Records from a dataset
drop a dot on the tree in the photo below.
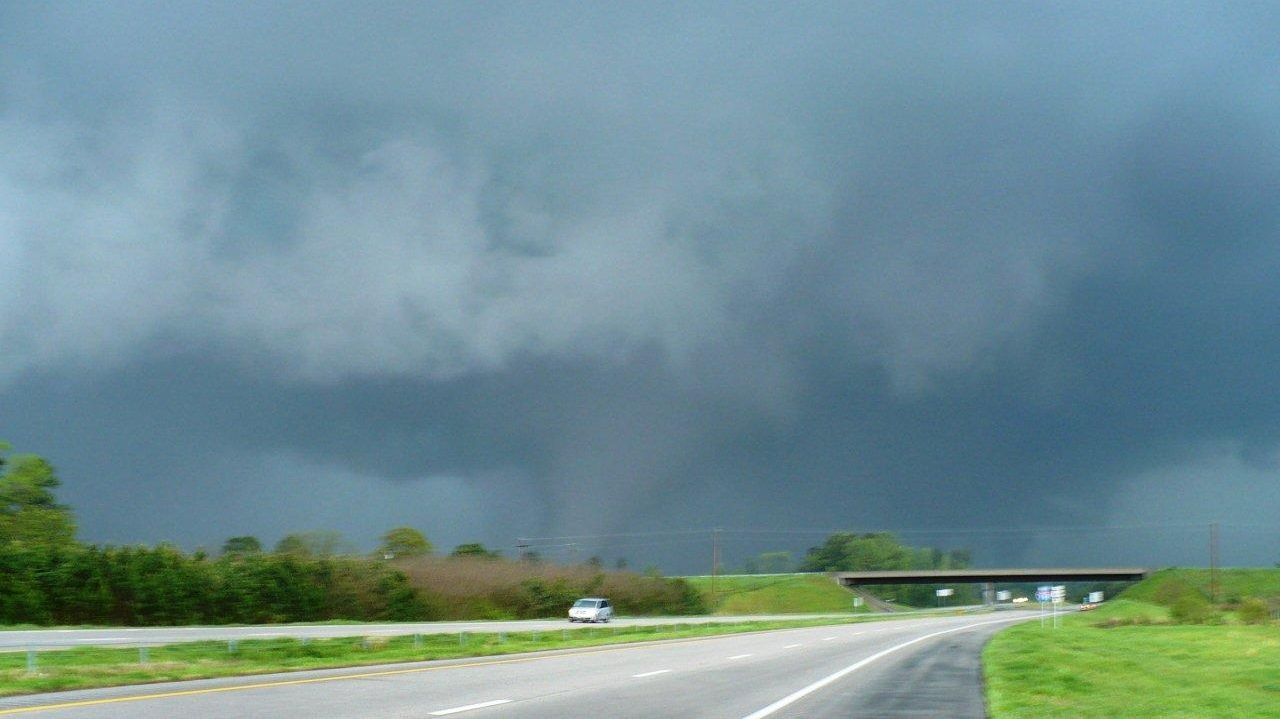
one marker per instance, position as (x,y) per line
(844,552)
(237,546)
(474,549)
(318,544)
(405,541)
(30,513)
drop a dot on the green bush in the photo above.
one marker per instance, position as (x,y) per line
(1253,610)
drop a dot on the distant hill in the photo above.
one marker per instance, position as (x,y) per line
(775,594)
(1234,585)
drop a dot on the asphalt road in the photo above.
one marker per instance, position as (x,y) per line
(926,667)
(19,640)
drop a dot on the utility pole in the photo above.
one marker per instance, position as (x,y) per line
(714,562)
(1212,563)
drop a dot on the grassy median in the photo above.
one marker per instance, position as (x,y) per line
(1125,660)
(105,667)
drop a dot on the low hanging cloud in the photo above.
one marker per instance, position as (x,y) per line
(684,262)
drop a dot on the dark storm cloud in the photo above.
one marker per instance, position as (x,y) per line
(533,269)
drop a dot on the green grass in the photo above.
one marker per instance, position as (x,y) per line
(1234,584)
(1086,671)
(104,667)
(775,594)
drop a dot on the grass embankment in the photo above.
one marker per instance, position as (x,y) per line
(1233,585)
(99,667)
(1125,659)
(775,594)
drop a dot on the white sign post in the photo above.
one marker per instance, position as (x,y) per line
(1042,595)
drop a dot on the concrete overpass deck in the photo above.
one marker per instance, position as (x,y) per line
(992,576)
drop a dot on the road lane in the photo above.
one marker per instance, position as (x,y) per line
(18,640)
(725,677)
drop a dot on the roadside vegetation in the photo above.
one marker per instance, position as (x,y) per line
(775,594)
(488,587)
(50,578)
(1160,650)
(776,591)
(95,667)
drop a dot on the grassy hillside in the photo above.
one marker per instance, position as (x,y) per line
(775,594)
(1234,585)
(1125,660)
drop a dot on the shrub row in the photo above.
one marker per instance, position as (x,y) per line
(149,586)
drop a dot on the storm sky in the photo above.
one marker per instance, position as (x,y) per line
(501,270)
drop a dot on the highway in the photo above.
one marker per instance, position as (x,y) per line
(924,667)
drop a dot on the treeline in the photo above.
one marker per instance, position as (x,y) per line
(880,552)
(149,586)
(461,587)
(48,577)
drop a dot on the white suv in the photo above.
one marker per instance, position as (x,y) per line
(590,609)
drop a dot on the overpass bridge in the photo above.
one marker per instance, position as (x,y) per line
(991,577)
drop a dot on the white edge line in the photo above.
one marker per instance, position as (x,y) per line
(800,694)
(470,706)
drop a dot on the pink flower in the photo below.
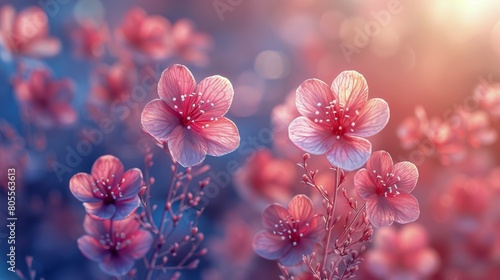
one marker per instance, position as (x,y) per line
(147,35)
(188,44)
(402,255)
(45,101)
(289,232)
(109,192)
(89,39)
(386,188)
(27,32)
(189,119)
(115,245)
(336,119)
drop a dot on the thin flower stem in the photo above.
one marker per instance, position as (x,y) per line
(159,241)
(330,213)
(352,222)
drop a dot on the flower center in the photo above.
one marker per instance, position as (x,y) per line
(191,108)
(114,242)
(290,229)
(103,188)
(387,185)
(338,118)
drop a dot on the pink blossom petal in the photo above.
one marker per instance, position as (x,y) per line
(125,208)
(116,265)
(31,23)
(175,81)
(364,185)
(300,207)
(372,118)
(349,152)
(406,208)
(96,228)
(380,162)
(310,136)
(408,173)
(270,246)
(380,212)
(159,120)
(222,137)
(141,243)
(294,256)
(80,186)
(99,210)
(128,225)
(43,47)
(91,248)
(108,167)
(310,94)
(131,183)
(217,92)
(187,147)
(272,214)
(351,89)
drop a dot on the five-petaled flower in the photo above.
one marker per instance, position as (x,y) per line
(108,192)
(289,232)
(189,119)
(386,188)
(336,119)
(114,244)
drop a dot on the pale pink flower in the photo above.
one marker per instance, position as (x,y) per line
(290,233)
(108,192)
(188,44)
(89,39)
(402,254)
(386,188)
(46,101)
(115,245)
(27,32)
(474,128)
(189,119)
(144,34)
(336,119)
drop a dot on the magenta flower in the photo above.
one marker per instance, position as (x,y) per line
(45,100)
(109,192)
(289,232)
(336,119)
(115,245)
(386,188)
(189,119)
(27,32)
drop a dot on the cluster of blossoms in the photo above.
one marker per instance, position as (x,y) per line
(335,121)
(189,122)
(461,129)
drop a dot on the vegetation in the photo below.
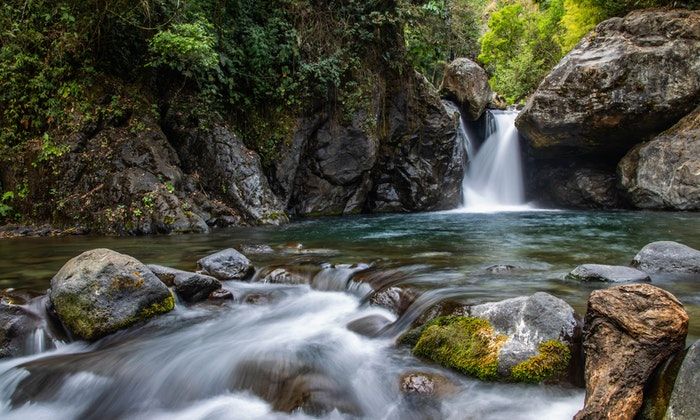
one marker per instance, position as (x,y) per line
(468,345)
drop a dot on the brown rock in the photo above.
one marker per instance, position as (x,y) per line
(629,331)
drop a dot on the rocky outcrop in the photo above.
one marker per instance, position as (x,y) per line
(101,291)
(219,160)
(665,172)
(629,331)
(667,256)
(630,79)
(466,83)
(525,339)
(684,402)
(227,264)
(607,273)
(575,184)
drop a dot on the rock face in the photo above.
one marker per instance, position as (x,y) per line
(607,273)
(191,287)
(102,291)
(665,172)
(525,339)
(629,331)
(684,402)
(630,79)
(466,83)
(228,264)
(227,168)
(667,256)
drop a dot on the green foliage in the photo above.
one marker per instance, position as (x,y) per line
(551,361)
(469,345)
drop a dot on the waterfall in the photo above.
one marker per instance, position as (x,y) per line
(494,180)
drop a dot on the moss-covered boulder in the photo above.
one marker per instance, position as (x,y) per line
(525,339)
(102,291)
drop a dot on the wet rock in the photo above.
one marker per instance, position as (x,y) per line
(466,83)
(629,79)
(369,326)
(607,273)
(629,331)
(221,295)
(290,385)
(228,264)
(667,256)
(16,325)
(684,403)
(396,299)
(102,291)
(665,172)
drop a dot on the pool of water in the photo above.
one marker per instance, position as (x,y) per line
(181,365)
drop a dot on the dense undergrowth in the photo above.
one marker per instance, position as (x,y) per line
(258,64)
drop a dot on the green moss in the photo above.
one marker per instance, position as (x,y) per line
(468,345)
(166,305)
(552,360)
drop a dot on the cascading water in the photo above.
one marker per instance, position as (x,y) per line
(494,181)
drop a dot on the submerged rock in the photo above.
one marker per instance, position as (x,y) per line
(684,403)
(629,79)
(629,331)
(16,325)
(607,273)
(228,264)
(466,83)
(667,256)
(525,339)
(665,172)
(102,291)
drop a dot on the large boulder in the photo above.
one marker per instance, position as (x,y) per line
(102,291)
(227,264)
(684,403)
(630,79)
(669,257)
(665,172)
(525,339)
(608,273)
(629,331)
(466,83)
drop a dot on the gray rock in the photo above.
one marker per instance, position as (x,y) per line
(667,256)
(102,291)
(228,264)
(665,172)
(607,273)
(466,83)
(684,403)
(16,325)
(629,79)
(527,322)
(192,287)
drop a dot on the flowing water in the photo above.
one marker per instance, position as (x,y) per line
(494,180)
(254,356)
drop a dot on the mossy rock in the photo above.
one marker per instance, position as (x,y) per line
(468,345)
(101,291)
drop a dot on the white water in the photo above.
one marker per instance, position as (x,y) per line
(494,181)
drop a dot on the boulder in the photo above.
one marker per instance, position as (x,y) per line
(608,273)
(191,287)
(684,403)
(629,79)
(102,291)
(524,339)
(629,331)
(665,172)
(16,325)
(228,264)
(669,257)
(466,83)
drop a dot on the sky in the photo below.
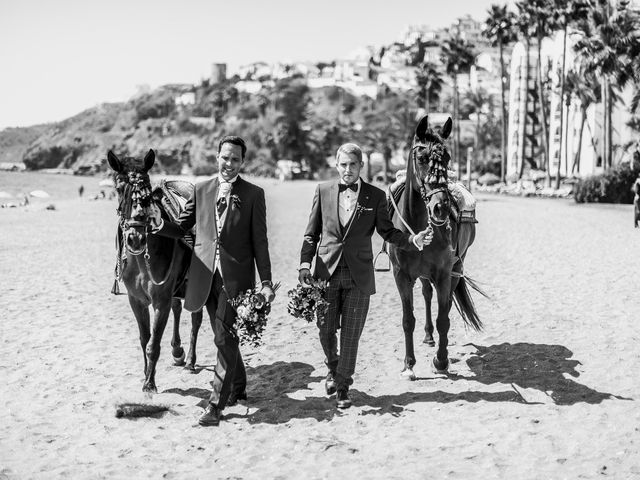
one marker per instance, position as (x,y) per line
(59,57)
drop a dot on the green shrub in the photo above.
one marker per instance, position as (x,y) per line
(612,186)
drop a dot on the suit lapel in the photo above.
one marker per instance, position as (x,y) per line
(334,206)
(236,190)
(212,196)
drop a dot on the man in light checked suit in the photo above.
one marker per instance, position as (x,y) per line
(343,217)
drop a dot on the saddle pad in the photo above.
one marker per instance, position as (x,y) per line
(465,201)
(173,195)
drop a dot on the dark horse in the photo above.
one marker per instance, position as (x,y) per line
(427,202)
(152,266)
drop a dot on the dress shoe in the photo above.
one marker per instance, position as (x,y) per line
(234,397)
(210,417)
(342,399)
(330,384)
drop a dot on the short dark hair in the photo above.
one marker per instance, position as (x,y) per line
(235,140)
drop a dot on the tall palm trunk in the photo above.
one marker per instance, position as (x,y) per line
(503,133)
(543,114)
(564,58)
(525,117)
(576,159)
(609,126)
(456,142)
(605,127)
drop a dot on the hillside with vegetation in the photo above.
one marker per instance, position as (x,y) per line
(286,119)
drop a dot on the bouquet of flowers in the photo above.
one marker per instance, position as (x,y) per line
(252,311)
(308,302)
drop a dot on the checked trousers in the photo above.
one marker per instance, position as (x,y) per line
(230,374)
(348,308)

## EXERCISE DETAILS
Put the lines above into a JSON list of strings, one string per line and no blank lines. Start at the line that contains "drop a dot on the checked" and end with the last line of the records.

## SOLUTION TO THE PROBLEM
[
  "drop a dot on the checked trousers in the photo above.",
  "one marker per instance, position as (x,y) per line",
  "(230,374)",
  "(348,308)"
]